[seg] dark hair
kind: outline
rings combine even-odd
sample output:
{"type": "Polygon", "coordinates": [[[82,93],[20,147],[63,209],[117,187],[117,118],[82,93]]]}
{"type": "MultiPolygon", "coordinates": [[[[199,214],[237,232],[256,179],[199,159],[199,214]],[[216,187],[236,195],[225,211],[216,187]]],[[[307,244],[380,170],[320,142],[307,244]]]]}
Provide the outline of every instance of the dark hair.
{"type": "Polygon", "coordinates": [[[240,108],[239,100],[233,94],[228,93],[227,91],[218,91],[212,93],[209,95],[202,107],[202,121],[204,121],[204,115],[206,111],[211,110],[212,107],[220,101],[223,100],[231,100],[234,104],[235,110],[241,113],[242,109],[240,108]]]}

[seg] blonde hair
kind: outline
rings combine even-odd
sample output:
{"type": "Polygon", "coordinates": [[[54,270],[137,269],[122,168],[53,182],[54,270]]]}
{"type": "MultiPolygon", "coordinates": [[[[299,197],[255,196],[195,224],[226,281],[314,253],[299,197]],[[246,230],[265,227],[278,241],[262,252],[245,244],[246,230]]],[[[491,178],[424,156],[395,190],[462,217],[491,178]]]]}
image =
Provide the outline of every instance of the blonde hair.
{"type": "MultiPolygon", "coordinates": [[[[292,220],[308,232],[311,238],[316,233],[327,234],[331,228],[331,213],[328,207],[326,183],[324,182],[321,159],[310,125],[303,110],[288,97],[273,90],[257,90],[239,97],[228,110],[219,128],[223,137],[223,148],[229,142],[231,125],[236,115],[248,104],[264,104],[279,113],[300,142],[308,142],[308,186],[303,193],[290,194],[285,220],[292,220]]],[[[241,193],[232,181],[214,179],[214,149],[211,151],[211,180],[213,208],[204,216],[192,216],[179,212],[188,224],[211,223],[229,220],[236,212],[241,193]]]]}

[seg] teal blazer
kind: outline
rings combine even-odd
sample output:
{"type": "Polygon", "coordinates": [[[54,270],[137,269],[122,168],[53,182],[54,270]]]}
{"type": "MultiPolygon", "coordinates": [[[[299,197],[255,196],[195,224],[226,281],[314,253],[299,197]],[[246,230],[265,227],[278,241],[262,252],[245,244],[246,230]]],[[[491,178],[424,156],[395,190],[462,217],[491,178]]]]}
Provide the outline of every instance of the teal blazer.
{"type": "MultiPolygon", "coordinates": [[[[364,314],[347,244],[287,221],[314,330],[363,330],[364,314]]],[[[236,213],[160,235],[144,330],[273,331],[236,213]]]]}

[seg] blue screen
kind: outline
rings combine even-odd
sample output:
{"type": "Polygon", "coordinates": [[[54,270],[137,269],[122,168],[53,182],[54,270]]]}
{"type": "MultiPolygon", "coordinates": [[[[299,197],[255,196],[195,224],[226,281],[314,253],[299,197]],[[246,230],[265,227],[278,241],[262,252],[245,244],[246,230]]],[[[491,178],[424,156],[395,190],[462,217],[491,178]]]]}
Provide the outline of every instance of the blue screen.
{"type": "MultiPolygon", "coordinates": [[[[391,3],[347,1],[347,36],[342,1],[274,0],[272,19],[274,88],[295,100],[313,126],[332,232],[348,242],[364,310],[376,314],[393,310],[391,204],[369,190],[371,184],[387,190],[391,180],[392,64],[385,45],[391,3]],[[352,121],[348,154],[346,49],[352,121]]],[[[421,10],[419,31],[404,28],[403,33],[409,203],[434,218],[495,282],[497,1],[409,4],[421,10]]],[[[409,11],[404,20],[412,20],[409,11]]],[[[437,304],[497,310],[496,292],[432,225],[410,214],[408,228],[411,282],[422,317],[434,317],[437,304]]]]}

──────────

- WHAT YOU NEED TO DO: Can you render every line of the entries above as a numbered list, leaving out the blank lines?

- OUTPUT FOR THIS EXERCISE:
1. [seg] dark hair
2. kind: outline
3. rings combine even-odd
4. sample output:
5. {"type": "Polygon", "coordinates": [[[82,93],[20,147],[63,209],[117,187],[117,118],[82,93]]]}
6. {"type": "MultiPolygon", "coordinates": [[[[199,214],[237,232],[256,179],[199,159],[199,214]],[[216,187],[236,195],[225,211],[216,187]]],[[[307,244],[380,170],[320,142],[307,244]]]]}
7. Provide the outline of every instance of the dark hair.
8. {"type": "Polygon", "coordinates": [[[240,108],[239,100],[233,94],[228,93],[227,91],[218,91],[212,93],[209,95],[202,107],[202,121],[204,121],[204,115],[206,111],[211,110],[212,107],[220,101],[223,100],[231,100],[234,104],[235,110],[241,113],[242,109],[240,108]]]}
9. [seg] blonde hair
10. kind: outline
11. rings combine even-odd
12. sample output:
13. {"type": "Polygon", "coordinates": [[[54,270],[137,269],[122,168],[53,182],[54,270]]]}
14. {"type": "MultiPolygon", "coordinates": [[[[299,197],[255,196],[195,224],[226,281],[314,253],[299,197]],[[246,230],[265,227],[278,241],[262,252],[245,244],[246,230]]],[[[491,178],[424,156],[395,190],[462,217],[491,178]]]]}
15. image =
16. Provide the outline of every instance of the blonde hair.
17. {"type": "MultiPolygon", "coordinates": [[[[292,220],[308,232],[311,238],[316,233],[327,234],[331,228],[331,213],[328,207],[326,183],[324,182],[321,159],[310,125],[303,110],[288,97],[273,90],[257,90],[239,97],[228,110],[219,128],[223,137],[223,148],[229,142],[231,125],[236,115],[248,104],[264,104],[279,113],[300,142],[308,142],[308,186],[303,193],[290,194],[285,220],[292,220]]],[[[241,193],[232,181],[214,179],[214,149],[211,151],[211,180],[213,208],[204,216],[192,216],[179,212],[188,224],[211,223],[229,220],[236,212],[241,193]]]]}
18. [seg] teal blazer
19. kind: outline
20. rings combine even-odd
21. sample output:
22. {"type": "Polygon", "coordinates": [[[54,270],[137,269],[122,168],[53,182],[54,270]]]}
23. {"type": "MultiPolygon", "coordinates": [[[[299,197],[255,196],[195,224],[226,281],[314,253],[299,197]],[[246,230],[265,227],[278,241],[262,252],[245,244],[246,230]]],[[[491,178],[424,156],[395,190],[462,217],[491,178]]]]}
24. Provide the outline of every instance of the teal blazer.
25. {"type": "MultiPolygon", "coordinates": [[[[364,314],[347,244],[287,221],[314,330],[363,330],[364,314]]],[[[236,213],[160,235],[144,330],[273,331],[236,213]]]]}
26. [seg] blue screen
27. kind: outline
28. rings combine even-odd
29. sample output:
30. {"type": "Polygon", "coordinates": [[[54,270],[137,269],[122,168],[53,182],[54,270]]]}
31. {"type": "MultiPolygon", "coordinates": [[[[299,197],[255,196],[195,224],[226,281],[314,253],[299,197]],[[246,230],[265,227],[278,241],[262,252],[245,244],[246,230]]],[[[491,178],[424,156],[395,190],[462,217],[491,178]]]]}
32. Provide the outline of every instance of the blue screen.
33. {"type": "MultiPolygon", "coordinates": [[[[391,3],[347,1],[347,36],[342,1],[274,0],[272,19],[274,88],[295,100],[313,126],[332,232],[348,242],[364,310],[376,314],[393,310],[391,204],[369,190],[371,184],[387,190],[391,180],[392,64],[385,45],[391,3]],[[352,121],[348,154],[346,49],[352,121]]],[[[421,10],[419,31],[404,28],[403,33],[409,203],[434,218],[495,282],[497,1],[409,4],[421,10]]],[[[409,11],[404,20],[412,20],[409,11]]],[[[437,304],[497,310],[496,292],[432,225],[410,214],[408,228],[411,282],[422,317],[434,317],[437,304]]]]}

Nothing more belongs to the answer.